Compito richiesto 1:
Per ciascuna affermazione sul testo relativo alla coltivazione domestica di stupefacenti, rispondi sì o no e riporta tra virgolette le parole del testo che decidono.
(a) L’ordinanza che ha rimesso la questione alle Sezioni Unite è della Terza Sezione della Corte di Cassazione.
(b) L’ordinanza di rimessione risale al 2020.
(c) L’autorizzazione richiamata dall’art. 73, co. 1 è quella prevista dall’art. 14.
Compito richiesto 2:
Rispondi alle domande seguenti in base al testo sulla coltivazione domestica di stupefacenti.
(a) Che numero ha la decisione delle Sezioni Unite Caruso?
(b) Quale articolo e comma del D.P.R. 309/1990 sanziona penalmente la coltivazione non autorizzata?
(c) Quale articolo prevede la tabella I?
Compito richiesto 3:
Stampa, senza alcuna modifica, il tratto del testo sulla coltivazione domestica di stupefacenti che va da "Con ordinanza dell’11" fino a "delle Sezioni Unite.".

Testo mostrato:
◇ ◇ ◇ ◇

La coltivazione domestica di sostanze stupefacenti per uso personale: la decisione delle SS.UU. Caruso n° 12348/2020

La coltivazione domestica di sostanze stupefacenti per uso personale: la decisione delle SS.UU. Caruso n° 12348/2020

Con ordinanza dell’11 giugno 2019 la Terza Sezione della Corte di Cassazione ha deciso di sottoporre la questione in esame al vaglio delle Sezioni Unite.

Ai sensi dell’art. 73, co.1 D.P.R. 309/1990 (TU in materia di sostanze stupefacenti), infatti, è penalmente sanzionata la condotta di colui che, senza l’autorizzazione di cui all’art. 17, coltiva sostanze stupefacenti o psicotrope di cui alla tabella I prevista dall’art. 14.

◇ ◇ ◇ ◇

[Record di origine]
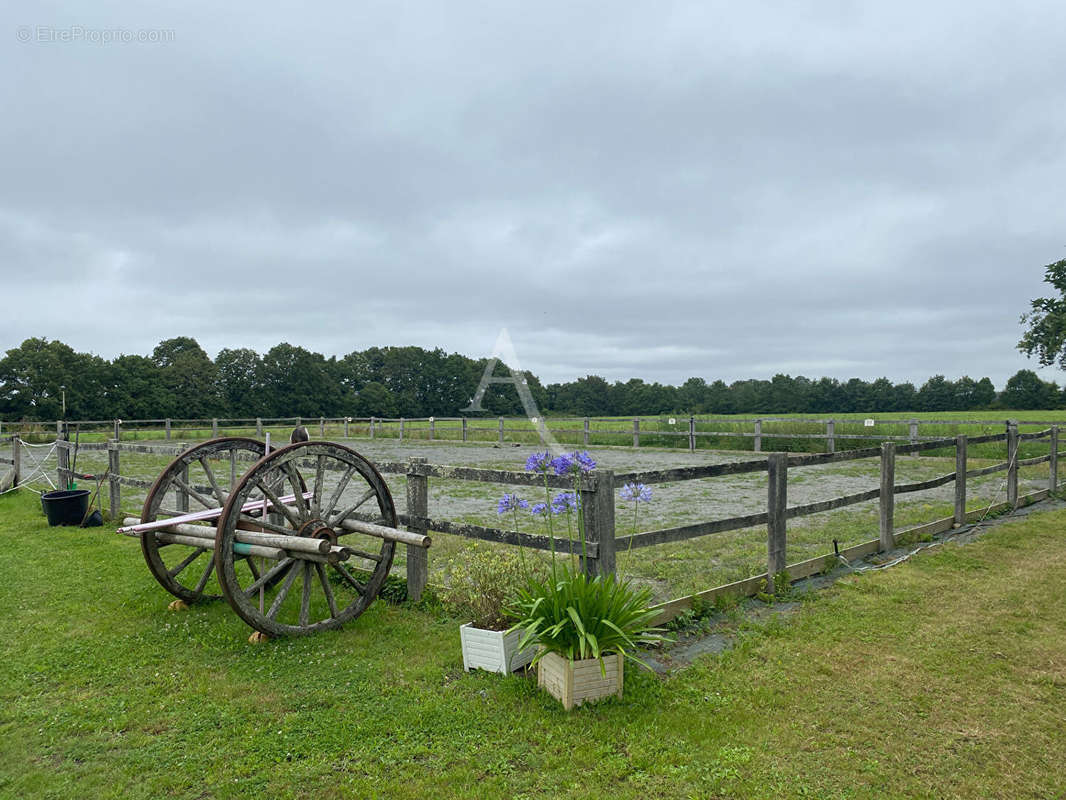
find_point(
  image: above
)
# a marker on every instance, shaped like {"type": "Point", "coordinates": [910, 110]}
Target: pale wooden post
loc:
{"type": "Point", "coordinates": [182, 495]}
{"type": "Point", "coordinates": [114, 488]}
{"type": "Point", "coordinates": [887, 495]}
{"type": "Point", "coordinates": [1053, 462]}
{"type": "Point", "coordinates": [597, 509]}
{"type": "Point", "coordinates": [63, 465]}
{"type": "Point", "coordinates": [418, 512]}
{"type": "Point", "coordinates": [16, 457]}
{"type": "Point", "coordinates": [959, 480]}
{"type": "Point", "coordinates": [777, 493]}
{"type": "Point", "coordinates": [1012, 470]}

◇ ◇ ◇ ◇

Risultato finale 1:
(a) Sì: «la Terza Sezione della Corte di Cassazione ha deciso di sottoporre la questione in esame al vaglio delle Sezioni Unite»
(b) No: «Con ordinanza dell’11 giugno 2019»
(c) No: «senza l’autorizzazione di cui all’art. 17»

Risultato finale 2:
(a) 12348/2020
(b) L’art. 73, co. 1
(c) L’art. 14

Risultato finale 3:
Con ordinanza dell’11 giugno 2019 la Terza Sezione della Corte di Cassazione ha deciso di sottoporre la questione in esame al vaglio delle Sezioni Unite.